» Required work: The answer must be an exact restatement of all the data.

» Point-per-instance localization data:
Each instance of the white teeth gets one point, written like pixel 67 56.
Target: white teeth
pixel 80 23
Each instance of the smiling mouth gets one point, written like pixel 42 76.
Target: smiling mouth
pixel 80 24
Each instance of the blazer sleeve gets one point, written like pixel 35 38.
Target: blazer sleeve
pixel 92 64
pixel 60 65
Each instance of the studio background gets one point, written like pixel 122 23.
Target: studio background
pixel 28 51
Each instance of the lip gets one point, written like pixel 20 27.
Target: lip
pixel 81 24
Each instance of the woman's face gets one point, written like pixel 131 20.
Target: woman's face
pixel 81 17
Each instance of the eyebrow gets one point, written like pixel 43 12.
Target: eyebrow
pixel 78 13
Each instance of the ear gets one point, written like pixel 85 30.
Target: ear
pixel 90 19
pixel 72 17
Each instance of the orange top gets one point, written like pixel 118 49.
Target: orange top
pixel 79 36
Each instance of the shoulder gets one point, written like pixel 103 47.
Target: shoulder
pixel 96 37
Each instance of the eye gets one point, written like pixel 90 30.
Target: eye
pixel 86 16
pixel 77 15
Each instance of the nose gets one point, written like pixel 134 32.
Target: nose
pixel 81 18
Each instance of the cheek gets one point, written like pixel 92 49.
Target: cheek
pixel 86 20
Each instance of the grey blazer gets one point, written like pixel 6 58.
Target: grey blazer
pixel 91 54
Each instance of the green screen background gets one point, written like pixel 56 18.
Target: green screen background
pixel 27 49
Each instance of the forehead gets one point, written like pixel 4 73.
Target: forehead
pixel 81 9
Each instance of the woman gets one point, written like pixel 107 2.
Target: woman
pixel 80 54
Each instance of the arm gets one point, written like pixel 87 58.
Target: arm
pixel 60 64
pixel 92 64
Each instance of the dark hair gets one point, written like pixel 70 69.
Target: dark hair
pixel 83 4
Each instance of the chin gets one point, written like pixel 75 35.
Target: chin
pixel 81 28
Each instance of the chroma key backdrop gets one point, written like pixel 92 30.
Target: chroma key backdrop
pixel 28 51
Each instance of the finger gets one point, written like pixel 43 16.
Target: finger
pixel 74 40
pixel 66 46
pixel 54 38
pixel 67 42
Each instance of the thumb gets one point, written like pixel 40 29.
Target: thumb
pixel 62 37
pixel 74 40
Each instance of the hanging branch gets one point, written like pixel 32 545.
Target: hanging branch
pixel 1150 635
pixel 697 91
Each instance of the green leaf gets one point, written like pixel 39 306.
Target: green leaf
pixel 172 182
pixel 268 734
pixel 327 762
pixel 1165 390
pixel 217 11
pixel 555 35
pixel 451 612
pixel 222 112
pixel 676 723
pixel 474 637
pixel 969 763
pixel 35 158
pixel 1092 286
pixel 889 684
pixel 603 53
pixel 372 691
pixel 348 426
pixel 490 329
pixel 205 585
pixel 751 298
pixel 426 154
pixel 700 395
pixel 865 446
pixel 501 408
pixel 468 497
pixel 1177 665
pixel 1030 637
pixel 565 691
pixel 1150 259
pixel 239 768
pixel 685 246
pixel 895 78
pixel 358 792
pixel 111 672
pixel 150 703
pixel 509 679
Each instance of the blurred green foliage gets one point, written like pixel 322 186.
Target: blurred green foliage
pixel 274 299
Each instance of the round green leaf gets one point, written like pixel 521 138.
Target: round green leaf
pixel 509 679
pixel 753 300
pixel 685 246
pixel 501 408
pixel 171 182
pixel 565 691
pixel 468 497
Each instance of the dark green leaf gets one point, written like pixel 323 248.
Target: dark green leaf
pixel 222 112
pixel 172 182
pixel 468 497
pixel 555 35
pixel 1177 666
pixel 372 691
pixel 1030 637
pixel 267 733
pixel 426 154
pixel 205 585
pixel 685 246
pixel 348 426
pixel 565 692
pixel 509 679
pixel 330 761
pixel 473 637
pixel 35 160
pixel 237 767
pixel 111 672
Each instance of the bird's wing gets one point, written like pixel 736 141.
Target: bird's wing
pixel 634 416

» Written response:
Each instance of the white teeth gets one point, written like pixel 67 56.
Target: white teeth
pixel 80 23
Each instance of the smiling mouth gets one point, written like pixel 42 76.
Target: smiling mouth
pixel 80 24
Each instance of the blazer sleeve gets one point, written like pixel 35 38.
Target: blazer sleeve
pixel 92 64
pixel 60 65
Each instance of the studio background gets one point, written like pixel 122 23.
Target: studio background
pixel 28 51
Each instance of the lip gets one point, written like pixel 20 27.
Target: lip
pixel 81 24
Each instance of the woman's face gets one point, written like pixel 131 20.
Target: woman's face
pixel 81 17
Each instance of the eyebrow gets one point, written like pixel 43 12.
Target: eyebrow
pixel 78 13
Each instance of the ear gets one point, written like pixel 85 30.
Target: ear
pixel 90 19
pixel 72 17
Each instance of the orange top gets one point, written like pixel 118 49.
Target: orange top
pixel 79 36
Each instance of the shoulder gets one point, written like pixel 103 47.
Target: shoulder
pixel 96 37
Each instance of the eye gets one point, written like pixel 90 30.
Target: eye
pixel 86 16
pixel 77 15
Each instance of the nose gets one point, written like pixel 134 32.
Target: nose
pixel 81 18
Each instance of the cheek gets one point, written like pixel 92 49.
Target: cheek
pixel 86 20
Each instance of the grey blazer gets one point, written like pixel 6 58.
Target: grey blazer
pixel 91 54
Each instance of the green screen background gets one point, written like pixel 56 18.
Target: green screen background
pixel 27 49
Each instance of the forehead gets one point, written like pixel 4 73.
Target: forehead
pixel 81 9
Each instance of the woman gets one point, written like pixel 107 2.
Target: woman
pixel 80 54
Each instance of the arm gets one point, written like pixel 87 58.
Target: arm
pixel 60 64
pixel 92 64
Each instance of the dark hair gets one point, written like pixel 70 69.
Target: dark hair
pixel 83 4
Each instance of the chin gets one point, written like pixel 75 35.
Target: chin
pixel 81 28
Each instance of the chroma key backdrop gets one point, written like pixel 92 30.
Target: chroma key backdrop
pixel 28 51
Each instance of the finger gets one point, written like pixel 43 16.
Target: finger
pixel 74 40
pixel 66 46
pixel 54 38
pixel 67 42
Each instance of the thumb gets one point, written like pixel 40 29.
Target: thumb
pixel 62 37
pixel 74 40
Each instance of the hanging branch gets one point, written like pixel 32 545.
Target: hanging branch
pixel 1150 635
pixel 697 91
Each instance of the green leaf gets one point, written like pixel 39 306.
Target: green leaf
pixel 172 182
pixel 268 734
pixel 327 762
pixel 1165 390
pixel 217 11
pixel 555 35
pixel 451 612
pixel 222 112
pixel 676 723
pixel 474 637
pixel 969 763
pixel 35 158
pixel 1092 286
pixel 889 684
pixel 603 53
pixel 372 691
pixel 348 426
pixel 490 329
pixel 205 585
pixel 751 298
pixel 426 154
pixel 700 395
pixel 865 446
pixel 501 408
pixel 468 497
pixel 1177 665
pixel 1030 637
pixel 565 691
pixel 1150 259
pixel 239 768
pixel 685 246
pixel 895 78
pixel 358 792
pixel 111 672
pixel 150 703
pixel 509 679
Each instance of the blurred green foliage gets one point, written like pixel 322 186.
Target: blurred green foliage
pixel 274 299
Each instance of the round green leaf gets one point, written like pixel 521 138.
Target: round green leaf
pixel 509 679
pixel 753 300
pixel 685 246
pixel 501 408
pixel 171 182
pixel 565 691
pixel 468 497
Each instance of the dark green leaf gets one point, written like pixel 323 248.
Target: dark green leaf
pixel 222 112
pixel 172 182
pixel 468 497
pixel 555 35
pixel 1177 666
pixel 372 691
pixel 1030 637
pixel 267 733
pixel 426 154
pixel 205 585
pixel 685 246
pixel 348 426
pixel 565 692
pixel 509 679
pixel 330 761
pixel 473 637
pixel 35 160
pixel 237 767
pixel 111 672
Each instance of the bird's wing gets one point, written like pixel 736 141.
Target: bird's wing
pixel 634 416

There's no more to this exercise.